### Text segment

Janky Promoters is a 2009 American comedy film, starring Ice Cube and Mike Epps who play as "janky" promoters who book rapper Jeezy to play at their concert, only to fail at doing it the right way and thus getting into more trouble than they bargained for.

Plot

The film begins with a flash forward to a later scene in the movie in which Russell Redds (Cube) and Jellyroll (Epps) are running out of a concert being chased by an angry mob as they drive off in Russell's car. The plot starts off with Russell coming home late and sneaking into his wife's purse to get her checkbook. He then hears her wake up and pretends to sleep only to be caught by his wife who already knows what happened. This indicates that Russell does not have all the money for the concert yet.

Meanwhile, his co-partner Jellyroll is fooling around with another man's wife at a hotel only to be encountered by a television show's crew (a cameo appearance by Joey Greco) who hunts down people who cheat on their loved ones. Suddenly Gina's husband Ronnie, who is a cop, drives into the parking lot and starts to shoot at them from his cop car as Jellyroll and Gina escape by car.

Russell visits his mom and begs for money but is turned down and is forced to steal his wife's checkbook while she is in the shower. He checks up on his son, who goes by Yung Semore, and makes sure he is ready to open up for Young Jeezy to perform at the concert. He continues his plans by picking up Jellyroll and getting a rent-a-van to pick up Young Jeezy instead of getting a limo. He gets Jellyroll to pick them up from the airport as he runs errands around Modesto, California getting more money or getting hotel reservations for the rapper and his entourage.

######

» Exercise requirements
Copy the Janky Promoters film text in full, keeping every word and line unchanged.

### Excerpted data

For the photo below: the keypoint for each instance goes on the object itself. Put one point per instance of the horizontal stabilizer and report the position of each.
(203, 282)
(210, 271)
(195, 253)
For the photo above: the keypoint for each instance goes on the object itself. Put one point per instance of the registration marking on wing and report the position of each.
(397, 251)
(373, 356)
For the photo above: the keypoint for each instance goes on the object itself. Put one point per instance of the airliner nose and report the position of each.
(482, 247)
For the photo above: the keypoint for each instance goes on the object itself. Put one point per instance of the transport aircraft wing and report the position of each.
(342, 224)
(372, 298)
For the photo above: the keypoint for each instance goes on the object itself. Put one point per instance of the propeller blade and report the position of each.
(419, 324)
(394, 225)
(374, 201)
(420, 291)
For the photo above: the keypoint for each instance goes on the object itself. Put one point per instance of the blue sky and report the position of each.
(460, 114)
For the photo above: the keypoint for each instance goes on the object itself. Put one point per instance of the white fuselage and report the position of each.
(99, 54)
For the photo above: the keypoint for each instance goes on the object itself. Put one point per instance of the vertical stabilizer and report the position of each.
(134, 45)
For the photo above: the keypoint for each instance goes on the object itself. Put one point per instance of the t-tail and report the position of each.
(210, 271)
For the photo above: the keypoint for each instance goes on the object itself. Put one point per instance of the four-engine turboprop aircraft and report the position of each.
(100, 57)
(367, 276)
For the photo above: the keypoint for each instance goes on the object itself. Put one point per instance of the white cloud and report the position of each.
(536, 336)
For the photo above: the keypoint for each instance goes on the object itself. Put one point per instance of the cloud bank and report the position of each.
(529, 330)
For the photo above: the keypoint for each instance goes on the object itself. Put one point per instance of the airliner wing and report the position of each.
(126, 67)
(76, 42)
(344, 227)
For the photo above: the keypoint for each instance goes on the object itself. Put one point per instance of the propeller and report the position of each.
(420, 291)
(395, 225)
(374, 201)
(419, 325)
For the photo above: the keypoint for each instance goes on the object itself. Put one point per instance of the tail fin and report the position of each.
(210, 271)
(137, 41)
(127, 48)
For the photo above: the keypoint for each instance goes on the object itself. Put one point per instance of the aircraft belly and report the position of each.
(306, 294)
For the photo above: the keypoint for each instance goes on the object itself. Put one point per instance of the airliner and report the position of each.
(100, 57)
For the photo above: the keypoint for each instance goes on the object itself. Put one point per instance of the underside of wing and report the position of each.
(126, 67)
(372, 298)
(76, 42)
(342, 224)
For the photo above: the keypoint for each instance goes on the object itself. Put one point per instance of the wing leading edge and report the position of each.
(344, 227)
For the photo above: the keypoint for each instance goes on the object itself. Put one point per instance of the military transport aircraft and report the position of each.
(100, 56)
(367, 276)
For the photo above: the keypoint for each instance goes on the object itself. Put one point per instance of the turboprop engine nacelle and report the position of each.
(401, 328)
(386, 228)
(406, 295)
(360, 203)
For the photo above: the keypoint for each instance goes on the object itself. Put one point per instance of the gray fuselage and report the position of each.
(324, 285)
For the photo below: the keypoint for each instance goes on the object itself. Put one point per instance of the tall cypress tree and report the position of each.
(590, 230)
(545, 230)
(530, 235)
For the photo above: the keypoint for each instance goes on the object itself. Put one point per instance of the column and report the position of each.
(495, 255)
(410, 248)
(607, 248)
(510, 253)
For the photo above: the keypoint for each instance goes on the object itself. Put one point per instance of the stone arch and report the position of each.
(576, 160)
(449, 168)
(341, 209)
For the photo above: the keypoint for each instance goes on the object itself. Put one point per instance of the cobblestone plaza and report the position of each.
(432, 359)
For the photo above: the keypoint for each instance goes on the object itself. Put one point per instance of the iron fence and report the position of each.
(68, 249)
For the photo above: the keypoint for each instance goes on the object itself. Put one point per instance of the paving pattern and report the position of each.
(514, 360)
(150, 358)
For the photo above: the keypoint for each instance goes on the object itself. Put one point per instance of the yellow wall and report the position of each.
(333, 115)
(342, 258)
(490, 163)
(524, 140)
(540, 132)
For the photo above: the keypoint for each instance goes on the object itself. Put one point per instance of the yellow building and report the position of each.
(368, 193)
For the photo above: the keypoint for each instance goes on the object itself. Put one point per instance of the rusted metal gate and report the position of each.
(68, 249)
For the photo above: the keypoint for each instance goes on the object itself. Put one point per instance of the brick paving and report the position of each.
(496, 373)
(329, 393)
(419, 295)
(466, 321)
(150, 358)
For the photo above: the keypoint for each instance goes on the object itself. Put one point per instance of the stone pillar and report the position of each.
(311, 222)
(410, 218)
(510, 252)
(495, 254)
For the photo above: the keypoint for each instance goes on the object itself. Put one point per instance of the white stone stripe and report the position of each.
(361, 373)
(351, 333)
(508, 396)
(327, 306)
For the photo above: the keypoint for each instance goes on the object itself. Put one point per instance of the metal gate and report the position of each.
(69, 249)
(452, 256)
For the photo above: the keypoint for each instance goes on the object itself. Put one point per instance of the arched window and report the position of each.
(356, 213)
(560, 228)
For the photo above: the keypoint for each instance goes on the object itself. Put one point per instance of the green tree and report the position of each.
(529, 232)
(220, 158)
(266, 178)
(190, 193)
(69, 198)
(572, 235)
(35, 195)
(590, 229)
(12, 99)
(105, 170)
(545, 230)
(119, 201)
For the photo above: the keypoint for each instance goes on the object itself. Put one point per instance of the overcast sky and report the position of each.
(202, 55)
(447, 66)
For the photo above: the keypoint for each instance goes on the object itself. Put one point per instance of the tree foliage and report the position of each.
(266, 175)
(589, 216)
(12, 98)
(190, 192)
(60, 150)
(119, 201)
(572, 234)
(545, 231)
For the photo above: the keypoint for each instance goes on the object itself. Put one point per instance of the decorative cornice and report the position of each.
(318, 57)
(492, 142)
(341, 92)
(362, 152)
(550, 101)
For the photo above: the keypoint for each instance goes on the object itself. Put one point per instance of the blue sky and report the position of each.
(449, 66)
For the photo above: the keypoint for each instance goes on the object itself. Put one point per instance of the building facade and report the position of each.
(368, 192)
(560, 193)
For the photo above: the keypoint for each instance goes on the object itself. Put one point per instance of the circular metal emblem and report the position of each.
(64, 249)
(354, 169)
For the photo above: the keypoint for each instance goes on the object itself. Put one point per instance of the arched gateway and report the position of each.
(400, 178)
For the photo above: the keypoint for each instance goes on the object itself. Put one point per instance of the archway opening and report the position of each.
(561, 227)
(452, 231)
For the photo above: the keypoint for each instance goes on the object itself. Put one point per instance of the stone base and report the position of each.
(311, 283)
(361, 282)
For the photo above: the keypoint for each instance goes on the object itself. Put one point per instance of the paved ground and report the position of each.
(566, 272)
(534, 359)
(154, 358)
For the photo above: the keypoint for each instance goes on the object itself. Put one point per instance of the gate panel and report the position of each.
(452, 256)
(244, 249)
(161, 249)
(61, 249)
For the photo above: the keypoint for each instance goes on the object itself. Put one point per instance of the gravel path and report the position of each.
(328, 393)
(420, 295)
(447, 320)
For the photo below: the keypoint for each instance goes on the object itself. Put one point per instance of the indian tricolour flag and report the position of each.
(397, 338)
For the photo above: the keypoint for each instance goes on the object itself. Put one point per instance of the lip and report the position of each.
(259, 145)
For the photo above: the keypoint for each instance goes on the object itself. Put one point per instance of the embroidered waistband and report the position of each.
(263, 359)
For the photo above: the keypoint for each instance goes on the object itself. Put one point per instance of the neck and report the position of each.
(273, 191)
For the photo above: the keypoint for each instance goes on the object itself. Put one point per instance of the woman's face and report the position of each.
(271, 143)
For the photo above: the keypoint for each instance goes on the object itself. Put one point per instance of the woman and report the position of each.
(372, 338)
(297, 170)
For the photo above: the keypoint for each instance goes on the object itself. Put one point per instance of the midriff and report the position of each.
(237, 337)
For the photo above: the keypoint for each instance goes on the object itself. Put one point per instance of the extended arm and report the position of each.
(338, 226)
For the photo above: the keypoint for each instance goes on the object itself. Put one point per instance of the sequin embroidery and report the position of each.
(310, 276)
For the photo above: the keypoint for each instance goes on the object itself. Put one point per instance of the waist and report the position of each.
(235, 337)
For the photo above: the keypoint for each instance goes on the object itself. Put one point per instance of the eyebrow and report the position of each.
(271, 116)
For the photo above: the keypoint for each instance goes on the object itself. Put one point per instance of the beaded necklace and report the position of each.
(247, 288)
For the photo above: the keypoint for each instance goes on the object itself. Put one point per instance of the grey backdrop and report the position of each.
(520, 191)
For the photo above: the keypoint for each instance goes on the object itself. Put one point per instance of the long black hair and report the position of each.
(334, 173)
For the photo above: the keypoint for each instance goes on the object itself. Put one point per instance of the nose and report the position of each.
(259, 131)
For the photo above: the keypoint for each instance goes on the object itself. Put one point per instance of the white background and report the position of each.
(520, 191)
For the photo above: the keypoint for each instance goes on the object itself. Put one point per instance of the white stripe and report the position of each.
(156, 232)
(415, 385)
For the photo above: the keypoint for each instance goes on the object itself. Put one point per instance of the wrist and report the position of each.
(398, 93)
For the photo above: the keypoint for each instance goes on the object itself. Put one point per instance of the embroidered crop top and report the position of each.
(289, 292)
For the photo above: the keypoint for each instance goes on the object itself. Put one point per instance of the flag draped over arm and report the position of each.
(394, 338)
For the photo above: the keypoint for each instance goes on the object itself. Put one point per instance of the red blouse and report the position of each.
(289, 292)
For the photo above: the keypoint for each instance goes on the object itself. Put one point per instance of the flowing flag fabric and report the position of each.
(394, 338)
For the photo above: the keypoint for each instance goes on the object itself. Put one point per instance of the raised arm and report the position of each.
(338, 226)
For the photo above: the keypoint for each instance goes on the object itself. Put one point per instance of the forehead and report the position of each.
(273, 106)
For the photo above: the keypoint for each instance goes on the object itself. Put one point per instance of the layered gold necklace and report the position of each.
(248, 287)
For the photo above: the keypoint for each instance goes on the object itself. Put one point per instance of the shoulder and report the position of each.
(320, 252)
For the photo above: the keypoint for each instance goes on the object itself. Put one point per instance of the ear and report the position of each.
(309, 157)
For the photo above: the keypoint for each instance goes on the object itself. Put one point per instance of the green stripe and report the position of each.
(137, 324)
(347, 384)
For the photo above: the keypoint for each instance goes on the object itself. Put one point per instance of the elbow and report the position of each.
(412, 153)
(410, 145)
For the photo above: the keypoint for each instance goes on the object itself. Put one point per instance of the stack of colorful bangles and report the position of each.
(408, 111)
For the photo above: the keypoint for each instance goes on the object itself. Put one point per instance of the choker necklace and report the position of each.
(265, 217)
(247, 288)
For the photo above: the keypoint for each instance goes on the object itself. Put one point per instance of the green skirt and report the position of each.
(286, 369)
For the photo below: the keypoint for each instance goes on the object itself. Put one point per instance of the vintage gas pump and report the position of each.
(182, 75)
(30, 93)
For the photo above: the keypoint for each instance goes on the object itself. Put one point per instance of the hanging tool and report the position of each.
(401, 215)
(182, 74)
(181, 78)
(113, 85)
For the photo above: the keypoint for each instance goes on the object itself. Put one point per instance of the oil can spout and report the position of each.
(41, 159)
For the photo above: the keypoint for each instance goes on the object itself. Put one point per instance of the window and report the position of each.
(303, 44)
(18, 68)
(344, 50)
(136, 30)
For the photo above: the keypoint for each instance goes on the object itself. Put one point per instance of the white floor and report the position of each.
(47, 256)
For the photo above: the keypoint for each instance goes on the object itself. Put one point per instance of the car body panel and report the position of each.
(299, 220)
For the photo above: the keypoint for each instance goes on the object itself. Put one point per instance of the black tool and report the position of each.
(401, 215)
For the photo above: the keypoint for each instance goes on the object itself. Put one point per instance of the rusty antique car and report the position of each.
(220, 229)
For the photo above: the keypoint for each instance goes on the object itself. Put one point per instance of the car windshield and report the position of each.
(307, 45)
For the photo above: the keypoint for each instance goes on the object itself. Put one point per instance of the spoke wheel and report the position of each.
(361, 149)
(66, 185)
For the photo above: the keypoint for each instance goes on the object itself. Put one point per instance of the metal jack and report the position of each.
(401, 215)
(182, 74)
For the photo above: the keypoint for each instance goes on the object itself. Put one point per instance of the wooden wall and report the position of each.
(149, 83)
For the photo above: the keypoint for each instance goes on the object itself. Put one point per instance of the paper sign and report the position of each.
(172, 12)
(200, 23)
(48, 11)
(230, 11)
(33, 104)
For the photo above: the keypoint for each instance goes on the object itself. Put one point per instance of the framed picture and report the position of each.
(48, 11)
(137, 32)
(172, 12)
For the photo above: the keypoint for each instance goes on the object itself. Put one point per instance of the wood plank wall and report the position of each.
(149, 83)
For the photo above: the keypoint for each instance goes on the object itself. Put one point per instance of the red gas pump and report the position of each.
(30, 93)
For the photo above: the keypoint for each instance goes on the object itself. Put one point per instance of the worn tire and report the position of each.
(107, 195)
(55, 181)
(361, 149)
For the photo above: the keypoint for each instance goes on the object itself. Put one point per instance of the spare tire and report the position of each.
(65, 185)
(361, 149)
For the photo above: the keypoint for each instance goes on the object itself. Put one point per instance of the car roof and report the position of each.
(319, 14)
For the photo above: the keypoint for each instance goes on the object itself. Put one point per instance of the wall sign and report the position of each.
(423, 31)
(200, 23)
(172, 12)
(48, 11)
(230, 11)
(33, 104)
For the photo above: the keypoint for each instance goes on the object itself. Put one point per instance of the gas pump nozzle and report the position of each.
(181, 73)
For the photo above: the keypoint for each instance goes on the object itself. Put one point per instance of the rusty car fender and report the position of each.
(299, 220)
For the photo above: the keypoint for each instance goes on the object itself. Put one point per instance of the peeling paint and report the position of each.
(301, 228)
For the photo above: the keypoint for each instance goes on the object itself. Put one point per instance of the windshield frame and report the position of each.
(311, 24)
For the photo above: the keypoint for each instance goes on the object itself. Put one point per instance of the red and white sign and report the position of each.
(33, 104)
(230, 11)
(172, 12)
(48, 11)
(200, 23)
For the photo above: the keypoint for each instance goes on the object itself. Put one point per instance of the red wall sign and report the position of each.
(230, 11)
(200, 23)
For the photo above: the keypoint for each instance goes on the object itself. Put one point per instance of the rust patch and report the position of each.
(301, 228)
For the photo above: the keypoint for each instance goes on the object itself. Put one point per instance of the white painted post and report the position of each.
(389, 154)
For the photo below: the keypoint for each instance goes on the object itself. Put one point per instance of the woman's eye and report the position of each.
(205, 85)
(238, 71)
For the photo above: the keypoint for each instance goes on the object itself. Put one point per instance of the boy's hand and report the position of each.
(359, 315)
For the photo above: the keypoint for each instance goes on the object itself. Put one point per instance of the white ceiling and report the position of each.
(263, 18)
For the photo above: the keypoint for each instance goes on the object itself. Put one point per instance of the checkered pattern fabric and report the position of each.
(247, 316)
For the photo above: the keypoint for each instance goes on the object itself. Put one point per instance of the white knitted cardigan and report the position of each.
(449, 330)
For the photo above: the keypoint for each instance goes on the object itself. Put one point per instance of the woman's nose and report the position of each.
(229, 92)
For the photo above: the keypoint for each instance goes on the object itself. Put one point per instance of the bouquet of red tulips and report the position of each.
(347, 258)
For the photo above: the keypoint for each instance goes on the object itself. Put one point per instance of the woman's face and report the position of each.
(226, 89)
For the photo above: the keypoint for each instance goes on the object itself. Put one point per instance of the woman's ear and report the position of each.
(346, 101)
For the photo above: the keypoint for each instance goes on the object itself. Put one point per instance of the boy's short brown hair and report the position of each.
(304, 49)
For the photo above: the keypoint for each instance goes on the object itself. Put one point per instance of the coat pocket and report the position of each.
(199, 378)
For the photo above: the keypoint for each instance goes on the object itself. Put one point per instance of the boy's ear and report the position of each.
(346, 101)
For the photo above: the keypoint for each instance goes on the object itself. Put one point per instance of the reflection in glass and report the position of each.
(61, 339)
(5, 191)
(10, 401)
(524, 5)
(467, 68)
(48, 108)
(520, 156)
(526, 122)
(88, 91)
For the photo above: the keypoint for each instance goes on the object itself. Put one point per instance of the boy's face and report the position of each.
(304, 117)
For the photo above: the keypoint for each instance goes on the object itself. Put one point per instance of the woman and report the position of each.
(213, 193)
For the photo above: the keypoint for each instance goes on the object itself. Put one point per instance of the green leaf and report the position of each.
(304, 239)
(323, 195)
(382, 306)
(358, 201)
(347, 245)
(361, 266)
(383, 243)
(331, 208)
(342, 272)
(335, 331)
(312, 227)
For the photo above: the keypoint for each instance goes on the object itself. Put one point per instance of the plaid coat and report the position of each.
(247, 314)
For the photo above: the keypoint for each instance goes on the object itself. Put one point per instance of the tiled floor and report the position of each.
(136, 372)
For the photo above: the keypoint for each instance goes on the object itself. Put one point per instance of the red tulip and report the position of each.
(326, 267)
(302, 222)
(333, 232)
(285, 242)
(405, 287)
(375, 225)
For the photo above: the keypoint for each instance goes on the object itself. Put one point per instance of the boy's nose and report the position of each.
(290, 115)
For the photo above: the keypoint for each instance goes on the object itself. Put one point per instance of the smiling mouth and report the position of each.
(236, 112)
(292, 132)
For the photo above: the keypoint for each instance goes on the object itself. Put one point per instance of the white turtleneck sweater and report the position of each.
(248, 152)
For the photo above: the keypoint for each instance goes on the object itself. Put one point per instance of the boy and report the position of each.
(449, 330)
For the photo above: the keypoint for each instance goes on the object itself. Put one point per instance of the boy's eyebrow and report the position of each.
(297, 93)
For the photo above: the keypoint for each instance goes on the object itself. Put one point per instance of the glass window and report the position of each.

######

» Reply to the exercise
Janky Promoters is a 2009 American comedy film, starring Ice Cube and Mike Epps who play as "janky" promoters who book rapper Jeezy to play at their concert, only to fail at doing it the right way and thus getting into more trouble than they bargained for.

Plot

The film begins with a flash forward to a later scene in the movie in which Russell Redds (Cube) and Jellyroll (Epps) are running out of a concert being chased by an angry mob as they drive off in Russell's car. The plot starts off with Russell coming home late and sneaking into his wife's purse to get her checkbook. He then hears her wake up and pretends to sleep only to be caught by his wife who already knows what happened. This indicates that Russell does not have all the money for the concert yet.

Meanwhile, his co-partner Jellyroll is fooling around with another man's wife at a hotel only to be encountered by a television show's crew (a cameo appearance by Joey Greco) who hunts down people who cheat on their loved ones. Suddenly Gina's husband Ronnie, who is a cop, drives into the parking lot and starts to shoot at them from his cop car as Jellyroll and Gina escape by car.

Russell visits his mom and begs for money but is turned down and is forced to steal his wife's checkbook while she is in the shower. He checks up on his son, who goes by Yung Semore, and makes sure he is ready to open up for Young Jeezy to perform at the concert. He continues his plans by picking up Jellyroll and getting a rent-a-van to pick up Young Jeezy instead of getting a limo. He gets Jellyroll to pick them up from the airport as he runs errands around Modesto, California getting more money or getting hotel reservations for the rapper and his entourage.